Every line from the one with "In the screenshot above, where is the glass" through the final line must be written out exactly, and no other line; omit the pictures.

Extracted data entries
□ □ □ □ □
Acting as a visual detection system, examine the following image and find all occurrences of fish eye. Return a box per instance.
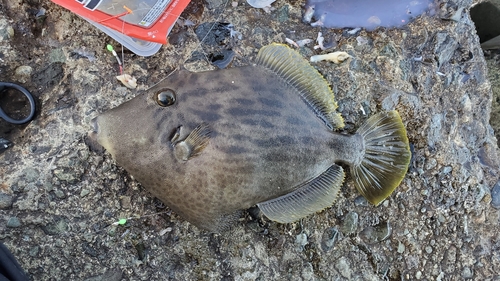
[154,89,175,107]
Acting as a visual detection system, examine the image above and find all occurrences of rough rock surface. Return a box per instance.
[0,0,500,280]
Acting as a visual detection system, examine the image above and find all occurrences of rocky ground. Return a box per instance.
[0,0,500,280]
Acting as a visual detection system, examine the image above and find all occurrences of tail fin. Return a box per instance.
[351,110,411,206]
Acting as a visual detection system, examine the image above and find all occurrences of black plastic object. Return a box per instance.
[0,82,35,125]
[0,242,29,281]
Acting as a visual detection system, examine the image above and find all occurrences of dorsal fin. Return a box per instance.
[257,43,344,130]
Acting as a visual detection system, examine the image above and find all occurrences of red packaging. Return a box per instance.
[51,0,190,44]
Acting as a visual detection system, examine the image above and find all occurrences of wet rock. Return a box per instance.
[210,50,234,69]
[339,212,358,236]
[335,257,353,280]
[359,222,392,244]
[23,167,40,182]
[295,233,309,250]
[41,218,69,235]
[0,192,14,209]
[29,246,40,257]
[120,196,131,209]
[462,266,474,279]
[15,65,33,83]
[321,227,339,252]
[54,189,66,199]
[49,49,66,63]
[276,5,289,22]
[7,217,21,228]
[85,268,123,281]
[0,18,14,42]
[195,22,231,45]
[80,188,90,197]
[491,181,500,209]
[135,242,146,261]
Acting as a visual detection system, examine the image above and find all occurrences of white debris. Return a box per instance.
[311,51,351,64]
[247,0,276,9]
[347,27,361,35]
[285,38,299,48]
[311,14,326,27]
[116,74,137,89]
[295,39,312,47]
[314,32,326,50]
[302,5,315,23]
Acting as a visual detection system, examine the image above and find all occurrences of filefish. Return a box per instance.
[89,44,411,232]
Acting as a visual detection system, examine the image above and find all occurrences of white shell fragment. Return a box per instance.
[314,32,326,50]
[247,0,276,9]
[311,52,351,64]
[116,74,137,89]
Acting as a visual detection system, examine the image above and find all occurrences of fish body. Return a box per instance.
[91,45,409,232]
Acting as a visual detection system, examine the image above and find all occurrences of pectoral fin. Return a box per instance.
[257,165,344,223]
[174,123,210,161]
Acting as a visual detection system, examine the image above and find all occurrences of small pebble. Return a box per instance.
[15,65,33,83]
[462,266,474,279]
[425,246,432,254]
[0,192,14,209]
[491,181,500,209]
[398,241,406,254]
[7,217,21,228]
[340,212,358,236]
[321,227,339,252]
[359,222,392,244]
[295,233,308,250]
[54,189,66,199]
[120,196,132,209]
[80,188,90,197]
[354,196,368,206]
[29,246,40,257]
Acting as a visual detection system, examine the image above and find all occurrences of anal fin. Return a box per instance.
[257,165,344,223]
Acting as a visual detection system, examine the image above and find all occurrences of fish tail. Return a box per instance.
[351,110,411,206]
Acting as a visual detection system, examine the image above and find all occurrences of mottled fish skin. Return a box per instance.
[92,65,363,231]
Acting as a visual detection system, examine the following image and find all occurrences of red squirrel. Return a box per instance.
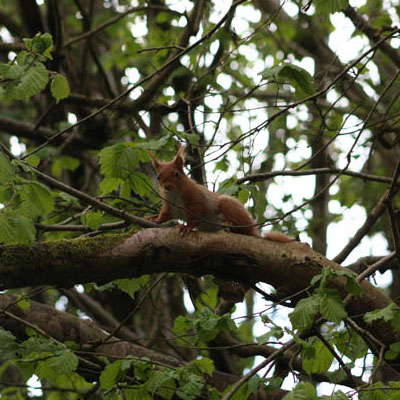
[148,147,293,243]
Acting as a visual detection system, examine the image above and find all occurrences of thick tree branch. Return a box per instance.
[0,228,400,358]
[0,294,282,398]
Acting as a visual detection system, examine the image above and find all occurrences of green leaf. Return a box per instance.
[346,276,362,296]
[49,349,78,375]
[0,328,19,361]
[0,211,36,245]
[320,291,347,323]
[263,64,314,98]
[17,62,49,100]
[51,156,80,178]
[0,152,14,185]
[17,298,31,311]
[282,382,318,400]
[174,367,204,400]
[123,386,151,400]
[18,181,54,219]
[172,315,193,336]
[113,275,150,299]
[50,74,70,104]
[81,211,103,231]
[100,360,122,390]
[145,370,172,394]
[302,340,334,374]
[129,172,153,196]
[314,0,349,14]
[26,154,40,167]
[194,307,221,342]
[385,342,400,360]
[31,33,53,60]
[289,295,321,331]
[335,331,368,361]
[364,303,397,324]
[190,357,215,376]
[99,143,139,179]
[100,177,123,194]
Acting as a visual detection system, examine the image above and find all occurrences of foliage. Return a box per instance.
[0,0,400,400]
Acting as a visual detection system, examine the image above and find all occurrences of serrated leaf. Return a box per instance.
[289,295,321,331]
[99,143,139,179]
[17,62,49,100]
[282,382,318,400]
[145,370,172,394]
[302,340,334,374]
[346,276,362,296]
[190,357,215,376]
[129,172,153,196]
[17,298,31,311]
[0,328,19,361]
[123,386,149,400]
[49,350,78,374]
[26,154,40,167]
[81,211,103,231]
[172,315,193,336]
[30,32,53,59]
[364,303,396,324]
[0,211,36,245]
[0,63,25,81]
[0,153,14,185]
[263,63,314,98]
[51,156,80,178]
[194,307,221,342]
[314,0,349,14]
[335,331,368,361]
[100,360,122,390]
[385,342,400,360]
[174,368,204,400]
[50,74,70,104]
[320,293,347,323]
[18,181,54,219]
[113,275,150,299]
[100,177,123,194]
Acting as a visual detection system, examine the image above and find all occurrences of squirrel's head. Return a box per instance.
[148,147,186,190]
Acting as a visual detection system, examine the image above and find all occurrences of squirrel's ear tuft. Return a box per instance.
[174,146,185,168]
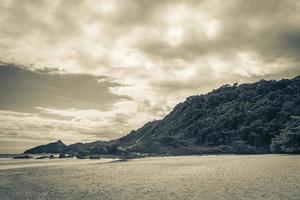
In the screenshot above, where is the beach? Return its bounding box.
[0,155,300,200]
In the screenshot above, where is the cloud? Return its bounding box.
[0,0,300,152]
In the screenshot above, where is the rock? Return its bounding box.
[75,155,87,159]
[89,155,100,159]
[58,153,66,158]
[24,140,67,154]
[35,156,49,159]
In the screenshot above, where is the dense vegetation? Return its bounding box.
[119,76,300,154]
[24,76,300,155]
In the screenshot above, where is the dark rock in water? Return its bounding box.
[25,76,300,155]
[89,155,100,159]
[24,140,66,154]
[13,155,33,159]
[75,155,87,159]
[35,156,49,159]
[58,153,66,158]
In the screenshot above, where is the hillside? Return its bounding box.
[24,76,300,155]
[114,76,300,154]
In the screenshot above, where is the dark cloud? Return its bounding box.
[0,64,128,112]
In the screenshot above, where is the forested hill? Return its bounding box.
[26,76,300,155]
[117,76,300,155]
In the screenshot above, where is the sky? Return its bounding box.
[0,0,300,153]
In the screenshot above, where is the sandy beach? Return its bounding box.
[0,155,300,200]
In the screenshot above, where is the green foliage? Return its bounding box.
[271,116,300,153]
[118,76,300,154]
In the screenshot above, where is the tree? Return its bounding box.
[271,116,300,153]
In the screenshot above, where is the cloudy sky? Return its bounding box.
[0,0,300,153]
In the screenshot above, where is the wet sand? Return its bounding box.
[0,155,300,200]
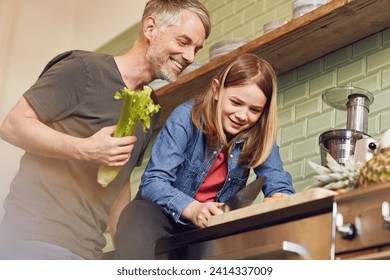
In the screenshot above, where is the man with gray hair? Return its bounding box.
[0,0,211,259]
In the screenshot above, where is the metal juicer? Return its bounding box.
[319,86,378,166]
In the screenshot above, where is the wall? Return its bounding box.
[126,0,390,195]
[0,0,390,220]
[0,0,146,219]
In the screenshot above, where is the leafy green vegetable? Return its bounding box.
[97,86,161,187]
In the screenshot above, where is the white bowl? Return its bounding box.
[293,0,331,18]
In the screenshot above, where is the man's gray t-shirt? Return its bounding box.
[1,51,158,259]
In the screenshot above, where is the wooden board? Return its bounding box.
[208,188,338,226]
[156,0,390,128]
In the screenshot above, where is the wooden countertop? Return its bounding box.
[156,0,390,128]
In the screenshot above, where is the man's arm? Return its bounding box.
[108,182,131,246]
[0,97,136,166]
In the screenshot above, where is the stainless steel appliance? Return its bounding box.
[319,86,376,166]
[156,182,390,260]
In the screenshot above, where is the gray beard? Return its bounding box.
[146,49,177,83]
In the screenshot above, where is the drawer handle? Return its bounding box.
[382,201,390,229]
[336,213,357,240]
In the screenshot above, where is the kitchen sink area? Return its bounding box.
[156,183,390,260]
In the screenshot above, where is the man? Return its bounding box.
[0,0,211,259]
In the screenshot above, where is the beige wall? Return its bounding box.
[0,0,147,219]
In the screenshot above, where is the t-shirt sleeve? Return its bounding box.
[24,52,87,123]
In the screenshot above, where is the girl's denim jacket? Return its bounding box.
[140,102,295,222]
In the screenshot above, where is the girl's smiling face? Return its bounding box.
[213,80,267,135]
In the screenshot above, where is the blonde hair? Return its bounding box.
[140,0,211,39]
[192,54,277,168]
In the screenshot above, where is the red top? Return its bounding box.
[194,148,227,202]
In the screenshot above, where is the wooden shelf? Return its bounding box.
[156,0,390,128]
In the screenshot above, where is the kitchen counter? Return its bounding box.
[156,182,390,259]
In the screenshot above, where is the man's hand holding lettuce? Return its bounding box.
[97,86,160,187]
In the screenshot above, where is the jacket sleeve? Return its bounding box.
[254,143,295,197]
[140,101,195,221]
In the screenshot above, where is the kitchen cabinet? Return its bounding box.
[156,182,390,260]
[156,0,390,127]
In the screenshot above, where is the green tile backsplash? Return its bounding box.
[103,0,390,196]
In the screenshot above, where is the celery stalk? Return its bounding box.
[97,86,160,187]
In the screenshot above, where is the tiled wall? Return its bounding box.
[126,0,390,195]
[277,29,390,191]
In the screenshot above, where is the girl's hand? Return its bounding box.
[263,193,288,202]
[182,201,223,228]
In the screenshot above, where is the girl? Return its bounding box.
[116,54,294,259]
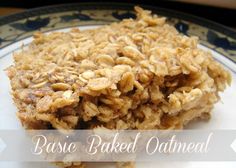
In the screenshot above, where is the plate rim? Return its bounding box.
[0,2,236,40]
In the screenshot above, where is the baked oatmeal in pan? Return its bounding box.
[7,7,231,165]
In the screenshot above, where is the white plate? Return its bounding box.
[0,3,236,168]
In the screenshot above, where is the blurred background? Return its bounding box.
[0,0,236,30]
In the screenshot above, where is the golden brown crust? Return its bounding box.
[8,7,231,129]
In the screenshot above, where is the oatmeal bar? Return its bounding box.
[7,7,231,129]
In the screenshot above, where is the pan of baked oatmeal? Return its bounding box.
[0,3,236,168]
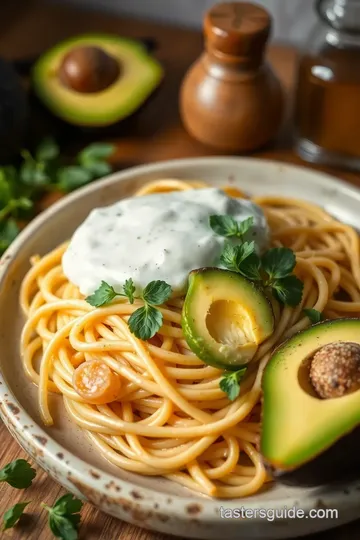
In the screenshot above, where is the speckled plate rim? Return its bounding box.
[0,157,360,538]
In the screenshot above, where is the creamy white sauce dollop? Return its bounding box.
[62,188,269,295]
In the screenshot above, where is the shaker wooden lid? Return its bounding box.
[204,2,271,58]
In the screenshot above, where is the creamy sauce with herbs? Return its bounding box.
[62,188,269,295]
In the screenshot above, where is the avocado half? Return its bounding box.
[260,319,360,486]
[32,34,163,127]
[182,268,274,370]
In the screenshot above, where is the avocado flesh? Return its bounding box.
[260,319,360,485]
[32,34,163,127]
[182,268,274,370]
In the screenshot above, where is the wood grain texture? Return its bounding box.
[0,0,360,540]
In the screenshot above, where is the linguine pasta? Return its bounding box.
[21,180,360,498]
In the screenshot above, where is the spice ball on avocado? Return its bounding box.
[310,341,360,399]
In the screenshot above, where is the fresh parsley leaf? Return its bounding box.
[220,242,255,272]
[237,216,254,238]
[123,278,136,304]
[262,247,296,280]
[0,459,36,489]
[3,502,29,531]
[0,218,20,254]
[219,367,246,401]
[78,143,115,162]
[239,252,262,281]
[129,304,163,341]
[57,165,92,193]
[210,214,254,238]
[85,281,118,307]
[142,280,172,306]
[20,160,49,188]
[86,279,172,341]
[210,214,238,236]
[0,172,13,204]
[271,275,304,307]
[42,493,82,540]
[303,308,324,324]
[35,137,60,161]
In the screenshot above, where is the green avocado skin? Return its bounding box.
[181,268,273,371]
[265,427,360,487]
[31,33,163,127]
[0,58,29,163]
[260,318,360,487]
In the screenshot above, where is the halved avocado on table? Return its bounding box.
[260,319,360,486]
[32,34,163,127]
[182,268,274,370]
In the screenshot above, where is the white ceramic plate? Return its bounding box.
[0,158,360,540]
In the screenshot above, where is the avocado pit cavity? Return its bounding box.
[58,46,120,94]
[310,341,360,399]
[206,300,257,355]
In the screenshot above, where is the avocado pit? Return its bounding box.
[58,46,120,94]
[309,341,360,399]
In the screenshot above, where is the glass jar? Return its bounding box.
[294,0,360,170]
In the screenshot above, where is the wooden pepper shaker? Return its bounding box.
[180,2,283,152]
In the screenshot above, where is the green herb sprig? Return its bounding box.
[219,367,247,401]
[0,459,36,489]
[0,459,83,540]
[3,502,30,531]
[210,214,254,240]
[41,493,83,540]
[210,215,303,306]
[86,279,172,341]
[0,137,114,256]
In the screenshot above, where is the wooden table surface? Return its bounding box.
[0,0,360,540]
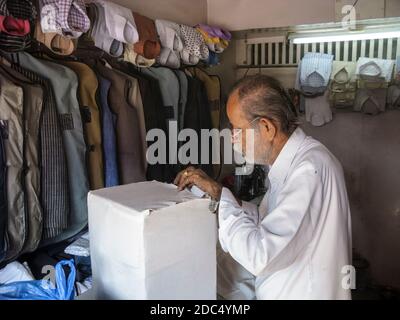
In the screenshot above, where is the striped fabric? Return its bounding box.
[13,64,70,240]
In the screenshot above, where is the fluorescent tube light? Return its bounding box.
[289,31,400,44]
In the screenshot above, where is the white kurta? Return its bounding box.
[218,128,352,299]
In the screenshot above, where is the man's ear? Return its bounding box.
[260,118,278,141]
□ □ □ □ □
[ANSWER TO THE EXERCISE]
In the screenshot above, where is the glass jar? Return its bounding box.
[294,0,360,170]
In the screenshot above, where is the wooden pepper shaker? Return its bounding box.
[180,2,283,152]
In the screenshot above, where is the green herb sprig? Return its bounding box.
[219,367,247,401]
[0,459,36,489]
[0,459,83,540]
[3,502,30,531]
[210,214,254,240]
[41,493,83,540]
[210,215,303,306]
[86,279,172,341]
[0,137,114,256]
In the screenshot above, where is the wooden table surface? Return its bounding box.
[0,0,360,540]
In the screenshot above, where is the striped fabric? Return its bounding box.
[13,64,70,240]
In the screenshot above, where is the fluorescent tube light? Return its bounding box.
[289,31,400,44]
In the screenshot above, where is the white kurta? Return its bounding box.
[218,128,352,299]
In the screenshot above, where is the man's ear? Return its bounding box.
[260,118,278,141]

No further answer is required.